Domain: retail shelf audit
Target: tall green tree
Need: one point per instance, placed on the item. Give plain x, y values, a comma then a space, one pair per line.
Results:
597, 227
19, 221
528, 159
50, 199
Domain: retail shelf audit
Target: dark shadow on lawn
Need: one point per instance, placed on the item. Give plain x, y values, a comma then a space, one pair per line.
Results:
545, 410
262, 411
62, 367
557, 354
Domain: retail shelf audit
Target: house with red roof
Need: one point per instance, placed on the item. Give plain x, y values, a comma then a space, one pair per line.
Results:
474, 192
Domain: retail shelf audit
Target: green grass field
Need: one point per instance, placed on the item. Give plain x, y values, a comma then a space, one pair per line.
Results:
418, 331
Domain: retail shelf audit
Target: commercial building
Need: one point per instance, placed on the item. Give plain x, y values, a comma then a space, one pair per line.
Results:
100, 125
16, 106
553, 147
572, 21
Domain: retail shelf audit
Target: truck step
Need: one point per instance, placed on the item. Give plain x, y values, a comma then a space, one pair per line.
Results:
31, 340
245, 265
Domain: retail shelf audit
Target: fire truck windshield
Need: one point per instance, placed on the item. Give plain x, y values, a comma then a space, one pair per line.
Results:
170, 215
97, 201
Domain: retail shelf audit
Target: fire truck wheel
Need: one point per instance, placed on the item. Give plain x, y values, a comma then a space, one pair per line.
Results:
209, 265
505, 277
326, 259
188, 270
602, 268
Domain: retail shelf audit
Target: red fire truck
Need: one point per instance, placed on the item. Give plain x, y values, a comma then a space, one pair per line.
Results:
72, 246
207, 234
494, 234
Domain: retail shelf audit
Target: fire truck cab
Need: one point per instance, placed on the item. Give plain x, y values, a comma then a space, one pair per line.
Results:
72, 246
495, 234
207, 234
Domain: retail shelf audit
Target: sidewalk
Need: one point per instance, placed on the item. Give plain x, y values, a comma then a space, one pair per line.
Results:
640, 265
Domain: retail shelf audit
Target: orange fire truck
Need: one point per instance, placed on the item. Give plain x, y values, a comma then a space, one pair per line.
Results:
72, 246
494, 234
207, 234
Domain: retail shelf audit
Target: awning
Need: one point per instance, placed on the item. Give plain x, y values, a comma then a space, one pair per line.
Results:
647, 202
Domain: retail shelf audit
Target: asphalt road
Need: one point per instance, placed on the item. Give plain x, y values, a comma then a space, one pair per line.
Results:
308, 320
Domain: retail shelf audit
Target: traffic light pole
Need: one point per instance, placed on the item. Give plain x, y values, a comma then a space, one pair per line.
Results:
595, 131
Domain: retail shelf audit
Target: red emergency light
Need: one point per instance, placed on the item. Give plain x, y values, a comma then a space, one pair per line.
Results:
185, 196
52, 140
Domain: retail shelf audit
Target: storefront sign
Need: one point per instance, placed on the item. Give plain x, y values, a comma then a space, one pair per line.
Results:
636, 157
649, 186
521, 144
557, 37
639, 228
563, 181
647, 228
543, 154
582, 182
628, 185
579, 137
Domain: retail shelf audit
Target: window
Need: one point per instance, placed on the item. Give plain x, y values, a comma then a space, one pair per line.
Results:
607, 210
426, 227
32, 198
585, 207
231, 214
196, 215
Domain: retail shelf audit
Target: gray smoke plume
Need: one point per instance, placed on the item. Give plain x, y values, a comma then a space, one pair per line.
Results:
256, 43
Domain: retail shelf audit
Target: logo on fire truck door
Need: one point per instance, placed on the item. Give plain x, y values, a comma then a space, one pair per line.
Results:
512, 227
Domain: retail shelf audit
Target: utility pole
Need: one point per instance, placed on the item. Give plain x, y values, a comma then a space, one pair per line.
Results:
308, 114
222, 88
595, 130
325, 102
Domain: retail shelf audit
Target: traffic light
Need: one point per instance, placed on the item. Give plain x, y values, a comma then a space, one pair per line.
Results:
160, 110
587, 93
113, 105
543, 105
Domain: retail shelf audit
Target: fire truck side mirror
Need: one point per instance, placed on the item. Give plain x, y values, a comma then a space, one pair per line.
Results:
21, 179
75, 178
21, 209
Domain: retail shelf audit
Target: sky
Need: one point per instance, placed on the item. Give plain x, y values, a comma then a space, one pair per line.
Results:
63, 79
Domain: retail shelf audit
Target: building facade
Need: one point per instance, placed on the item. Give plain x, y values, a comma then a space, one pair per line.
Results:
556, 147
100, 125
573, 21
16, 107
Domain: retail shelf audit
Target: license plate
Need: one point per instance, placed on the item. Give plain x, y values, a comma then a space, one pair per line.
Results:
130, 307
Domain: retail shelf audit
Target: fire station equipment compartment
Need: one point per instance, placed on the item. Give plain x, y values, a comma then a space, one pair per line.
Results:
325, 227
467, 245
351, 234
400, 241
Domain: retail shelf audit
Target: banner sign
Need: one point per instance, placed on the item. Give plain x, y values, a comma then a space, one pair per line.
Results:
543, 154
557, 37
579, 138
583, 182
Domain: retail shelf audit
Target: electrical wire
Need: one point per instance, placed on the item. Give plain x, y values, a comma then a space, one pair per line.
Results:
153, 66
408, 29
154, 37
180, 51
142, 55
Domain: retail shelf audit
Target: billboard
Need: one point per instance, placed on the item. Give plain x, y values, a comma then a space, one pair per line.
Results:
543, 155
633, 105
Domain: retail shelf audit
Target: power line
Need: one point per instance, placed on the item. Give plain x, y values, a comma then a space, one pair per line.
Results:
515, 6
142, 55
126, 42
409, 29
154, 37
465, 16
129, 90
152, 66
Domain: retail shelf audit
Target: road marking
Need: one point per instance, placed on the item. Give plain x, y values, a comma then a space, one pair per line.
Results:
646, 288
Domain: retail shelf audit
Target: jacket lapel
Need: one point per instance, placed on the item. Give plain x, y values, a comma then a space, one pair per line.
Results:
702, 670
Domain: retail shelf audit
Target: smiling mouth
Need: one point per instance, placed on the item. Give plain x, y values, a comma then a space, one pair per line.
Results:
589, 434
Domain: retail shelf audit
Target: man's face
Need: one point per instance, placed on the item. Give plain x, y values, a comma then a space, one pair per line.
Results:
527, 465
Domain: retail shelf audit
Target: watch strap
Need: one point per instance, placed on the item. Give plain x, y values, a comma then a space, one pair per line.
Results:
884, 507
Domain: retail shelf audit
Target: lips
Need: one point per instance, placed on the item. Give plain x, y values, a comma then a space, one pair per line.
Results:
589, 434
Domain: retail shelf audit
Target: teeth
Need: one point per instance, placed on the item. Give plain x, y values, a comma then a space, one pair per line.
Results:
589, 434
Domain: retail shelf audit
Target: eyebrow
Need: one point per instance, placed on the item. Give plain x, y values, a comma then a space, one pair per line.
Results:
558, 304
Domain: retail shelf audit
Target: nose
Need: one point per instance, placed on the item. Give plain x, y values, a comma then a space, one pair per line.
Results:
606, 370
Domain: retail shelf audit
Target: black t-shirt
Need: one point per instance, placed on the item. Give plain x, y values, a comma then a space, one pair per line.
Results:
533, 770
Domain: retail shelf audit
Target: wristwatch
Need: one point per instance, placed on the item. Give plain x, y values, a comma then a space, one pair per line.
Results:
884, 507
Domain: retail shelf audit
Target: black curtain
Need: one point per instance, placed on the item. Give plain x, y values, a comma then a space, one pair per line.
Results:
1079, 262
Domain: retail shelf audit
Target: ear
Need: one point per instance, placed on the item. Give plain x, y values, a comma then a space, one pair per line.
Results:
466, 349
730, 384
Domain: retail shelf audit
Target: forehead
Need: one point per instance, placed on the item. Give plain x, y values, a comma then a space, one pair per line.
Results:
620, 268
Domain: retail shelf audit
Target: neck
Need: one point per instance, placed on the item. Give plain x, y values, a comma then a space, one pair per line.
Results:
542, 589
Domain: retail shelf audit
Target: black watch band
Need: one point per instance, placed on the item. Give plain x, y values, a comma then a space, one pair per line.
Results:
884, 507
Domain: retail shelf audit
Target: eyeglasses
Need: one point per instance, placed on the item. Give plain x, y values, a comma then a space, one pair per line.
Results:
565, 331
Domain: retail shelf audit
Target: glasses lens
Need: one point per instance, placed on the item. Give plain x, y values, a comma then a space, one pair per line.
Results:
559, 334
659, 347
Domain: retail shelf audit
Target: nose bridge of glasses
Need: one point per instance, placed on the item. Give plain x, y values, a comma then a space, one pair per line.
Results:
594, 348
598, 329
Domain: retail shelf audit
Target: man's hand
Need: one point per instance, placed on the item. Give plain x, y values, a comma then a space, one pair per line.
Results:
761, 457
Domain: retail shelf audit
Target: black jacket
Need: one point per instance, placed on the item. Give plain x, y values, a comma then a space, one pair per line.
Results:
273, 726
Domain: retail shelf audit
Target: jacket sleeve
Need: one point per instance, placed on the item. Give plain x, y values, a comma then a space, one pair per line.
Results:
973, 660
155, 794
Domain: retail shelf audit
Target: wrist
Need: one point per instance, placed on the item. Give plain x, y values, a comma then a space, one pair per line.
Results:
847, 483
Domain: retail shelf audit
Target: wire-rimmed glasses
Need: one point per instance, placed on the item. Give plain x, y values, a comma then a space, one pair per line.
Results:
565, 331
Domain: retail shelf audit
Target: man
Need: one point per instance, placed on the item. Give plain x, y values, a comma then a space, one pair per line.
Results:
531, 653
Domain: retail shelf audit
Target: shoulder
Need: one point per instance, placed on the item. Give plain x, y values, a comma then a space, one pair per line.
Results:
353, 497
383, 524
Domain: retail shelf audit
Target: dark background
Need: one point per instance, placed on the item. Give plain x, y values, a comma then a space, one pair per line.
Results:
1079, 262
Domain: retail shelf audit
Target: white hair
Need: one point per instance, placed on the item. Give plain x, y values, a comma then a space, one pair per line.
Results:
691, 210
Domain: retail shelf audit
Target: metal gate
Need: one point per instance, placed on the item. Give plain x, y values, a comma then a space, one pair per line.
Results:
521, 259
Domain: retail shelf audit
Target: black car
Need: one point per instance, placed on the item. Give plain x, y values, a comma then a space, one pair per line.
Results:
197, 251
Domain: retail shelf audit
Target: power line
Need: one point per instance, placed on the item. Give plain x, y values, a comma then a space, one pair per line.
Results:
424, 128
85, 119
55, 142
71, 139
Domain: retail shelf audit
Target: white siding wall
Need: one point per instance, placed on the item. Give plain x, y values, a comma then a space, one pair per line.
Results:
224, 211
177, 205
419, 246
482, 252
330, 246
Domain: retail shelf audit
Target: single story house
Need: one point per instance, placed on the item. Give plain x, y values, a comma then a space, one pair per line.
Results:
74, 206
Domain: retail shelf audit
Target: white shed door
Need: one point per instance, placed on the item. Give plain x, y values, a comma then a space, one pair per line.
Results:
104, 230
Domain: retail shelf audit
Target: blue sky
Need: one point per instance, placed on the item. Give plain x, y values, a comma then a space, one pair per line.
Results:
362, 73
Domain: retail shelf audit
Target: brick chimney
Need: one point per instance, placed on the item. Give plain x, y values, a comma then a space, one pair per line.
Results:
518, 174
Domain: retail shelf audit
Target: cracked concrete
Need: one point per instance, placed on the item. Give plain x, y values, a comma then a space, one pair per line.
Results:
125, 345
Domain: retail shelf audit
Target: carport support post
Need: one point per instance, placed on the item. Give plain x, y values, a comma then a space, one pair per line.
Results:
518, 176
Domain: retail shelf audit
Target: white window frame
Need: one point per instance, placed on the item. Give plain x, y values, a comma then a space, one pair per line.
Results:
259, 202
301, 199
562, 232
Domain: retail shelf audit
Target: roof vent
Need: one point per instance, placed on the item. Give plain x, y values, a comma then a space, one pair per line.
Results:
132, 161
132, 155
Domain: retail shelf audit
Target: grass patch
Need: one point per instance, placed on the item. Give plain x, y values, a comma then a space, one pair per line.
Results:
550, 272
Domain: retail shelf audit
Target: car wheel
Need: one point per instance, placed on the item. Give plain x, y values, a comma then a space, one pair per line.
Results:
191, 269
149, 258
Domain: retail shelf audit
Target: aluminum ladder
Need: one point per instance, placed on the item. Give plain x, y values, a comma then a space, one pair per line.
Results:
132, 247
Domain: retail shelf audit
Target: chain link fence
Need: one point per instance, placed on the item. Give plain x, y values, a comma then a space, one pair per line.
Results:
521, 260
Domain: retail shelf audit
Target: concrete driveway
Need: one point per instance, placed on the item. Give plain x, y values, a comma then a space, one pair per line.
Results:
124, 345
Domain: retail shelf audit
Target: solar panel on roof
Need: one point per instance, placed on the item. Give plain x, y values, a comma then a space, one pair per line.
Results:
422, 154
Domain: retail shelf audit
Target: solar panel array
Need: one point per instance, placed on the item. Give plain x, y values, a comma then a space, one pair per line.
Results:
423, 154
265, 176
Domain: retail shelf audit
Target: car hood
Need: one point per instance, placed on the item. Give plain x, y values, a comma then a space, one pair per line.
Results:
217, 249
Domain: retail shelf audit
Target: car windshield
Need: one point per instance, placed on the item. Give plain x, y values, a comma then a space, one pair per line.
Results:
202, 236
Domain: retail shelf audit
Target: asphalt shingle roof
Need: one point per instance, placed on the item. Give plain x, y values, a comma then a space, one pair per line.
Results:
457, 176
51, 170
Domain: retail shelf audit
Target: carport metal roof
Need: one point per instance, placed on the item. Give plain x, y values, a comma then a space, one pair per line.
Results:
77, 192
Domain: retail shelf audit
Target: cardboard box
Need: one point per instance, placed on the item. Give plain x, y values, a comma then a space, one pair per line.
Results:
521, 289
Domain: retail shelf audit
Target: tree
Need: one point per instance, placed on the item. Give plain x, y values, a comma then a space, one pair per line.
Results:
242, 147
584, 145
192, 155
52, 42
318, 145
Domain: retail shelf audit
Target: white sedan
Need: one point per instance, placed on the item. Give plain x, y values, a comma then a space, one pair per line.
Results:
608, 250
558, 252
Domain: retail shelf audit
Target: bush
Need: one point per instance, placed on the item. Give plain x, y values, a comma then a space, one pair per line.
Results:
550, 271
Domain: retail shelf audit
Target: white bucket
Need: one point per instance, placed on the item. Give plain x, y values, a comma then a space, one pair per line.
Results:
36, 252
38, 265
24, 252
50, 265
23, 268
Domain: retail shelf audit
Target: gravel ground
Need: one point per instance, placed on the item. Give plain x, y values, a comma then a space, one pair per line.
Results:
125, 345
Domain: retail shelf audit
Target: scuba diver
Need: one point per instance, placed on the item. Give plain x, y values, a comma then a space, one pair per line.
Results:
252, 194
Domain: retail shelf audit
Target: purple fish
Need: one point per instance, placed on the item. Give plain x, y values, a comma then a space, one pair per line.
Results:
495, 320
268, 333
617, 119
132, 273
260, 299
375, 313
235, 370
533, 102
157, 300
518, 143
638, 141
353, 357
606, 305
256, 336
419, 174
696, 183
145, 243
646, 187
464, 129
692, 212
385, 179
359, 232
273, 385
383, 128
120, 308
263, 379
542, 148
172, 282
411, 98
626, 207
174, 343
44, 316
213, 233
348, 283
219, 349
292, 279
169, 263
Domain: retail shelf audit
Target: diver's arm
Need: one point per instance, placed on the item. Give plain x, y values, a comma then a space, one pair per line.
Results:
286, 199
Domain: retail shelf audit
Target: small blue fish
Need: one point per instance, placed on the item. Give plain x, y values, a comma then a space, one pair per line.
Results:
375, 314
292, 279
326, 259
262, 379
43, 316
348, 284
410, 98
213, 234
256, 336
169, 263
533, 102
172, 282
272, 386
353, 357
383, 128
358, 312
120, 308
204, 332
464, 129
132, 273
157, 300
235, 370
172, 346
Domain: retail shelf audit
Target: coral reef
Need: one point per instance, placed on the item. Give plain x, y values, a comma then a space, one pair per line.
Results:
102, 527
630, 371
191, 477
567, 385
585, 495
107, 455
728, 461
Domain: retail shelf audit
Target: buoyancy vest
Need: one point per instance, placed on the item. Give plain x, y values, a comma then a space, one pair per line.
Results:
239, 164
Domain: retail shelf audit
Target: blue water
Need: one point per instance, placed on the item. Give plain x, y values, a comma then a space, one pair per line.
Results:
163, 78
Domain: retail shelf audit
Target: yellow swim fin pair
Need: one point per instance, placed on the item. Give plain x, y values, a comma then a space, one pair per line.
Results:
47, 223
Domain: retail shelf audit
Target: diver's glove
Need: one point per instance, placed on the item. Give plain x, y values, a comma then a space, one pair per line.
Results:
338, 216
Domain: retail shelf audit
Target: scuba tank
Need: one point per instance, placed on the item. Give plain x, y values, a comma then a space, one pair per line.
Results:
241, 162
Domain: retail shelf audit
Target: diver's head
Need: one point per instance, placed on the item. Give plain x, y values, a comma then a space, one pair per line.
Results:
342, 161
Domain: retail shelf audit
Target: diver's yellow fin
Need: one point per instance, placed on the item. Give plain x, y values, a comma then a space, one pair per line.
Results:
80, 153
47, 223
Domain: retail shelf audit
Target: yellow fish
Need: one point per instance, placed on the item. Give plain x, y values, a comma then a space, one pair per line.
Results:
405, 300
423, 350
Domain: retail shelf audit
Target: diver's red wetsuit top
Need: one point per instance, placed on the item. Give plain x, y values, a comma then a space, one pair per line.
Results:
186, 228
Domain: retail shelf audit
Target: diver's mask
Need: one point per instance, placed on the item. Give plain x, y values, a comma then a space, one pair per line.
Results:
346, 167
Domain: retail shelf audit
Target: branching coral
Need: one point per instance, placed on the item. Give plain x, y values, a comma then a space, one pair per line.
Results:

What the task asks: List in full every line of the material above that contains the string "diver". Letter case counts when matching.

Answer below:
Target: scuba diver
Target: diver's arm
Target: diver's glove
Target: diver's head
Target: diver's yellow fin
Target: diver's red wetsuit top
Target: diver's mask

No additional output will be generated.